#### Description of the task
In the passage on price escalation, update the section starting at "Partly allowing the" and ending at "price in F.Y." by writing it out again with "arbitrator" replaced by "arbitral tribunal".
# START OF Text to read
Partly allowing the appeal, the Court
HELD: 1.1 So far as the claim with respect to “price
adjustment/escalation” is concerned, the arbitrator held that the
date of commencement of the first operating year for the purposes
of clauses 5.2.2 read with 5.4.3 would be 25.06.2011 and therefore
zero year for the purpose of price escalation has to be 2011-12.
Accordingly, the arbitrator considered the escalated price in F.Y.
2013-14 at Rs.895/- per MT. However, according to the
respondent, as the date of commencement was changed from
25.06.2011 to 25.03.2013, the zero year for the purpose of price
escalation would be 2013-14. Price escalation is permissible under
the contract/agreement itself and there shall be price escalation
every year as per the formulae mentioned in the agreement,
commencing from the date of commencement. However, it is true
that the initial date of commencement, i.e., 25.06.2011 came to
be extended to 25.03.2013 by mutual agreement. However, the
same was due to force majeure as there was a delay of 21 months
in obtaining the forest clearance and environmental clearance.
# END OF Text to read
# START OF Material
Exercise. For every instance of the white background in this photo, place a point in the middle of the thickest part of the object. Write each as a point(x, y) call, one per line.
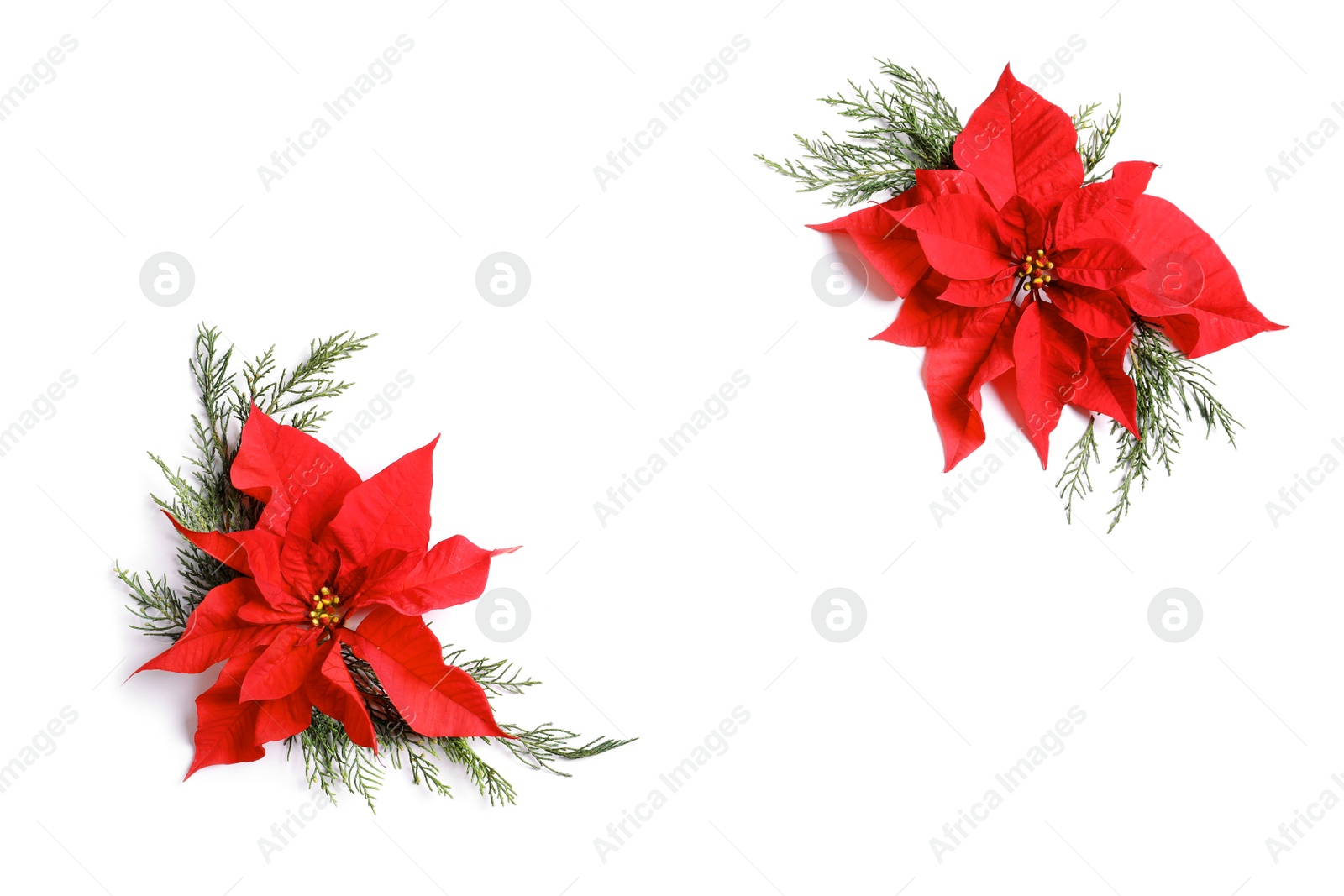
# END OF Material
#### Response to the task
Partly allowing the appeal, the Court
HELD: 1.1 So far as the claim with respect to “price
adjustment/escalation” is concerned, the arbitral tribunal held that the
date of commencement of the first operating year for the purposes
of clauses 5.2.2 read with 5.4.3 would be 25.06.2011 and therefore
zero year for the purpose of price escalation has to be 2011-12.
Accordingly, the arbitral tribunal considered the escalated price in F.Y.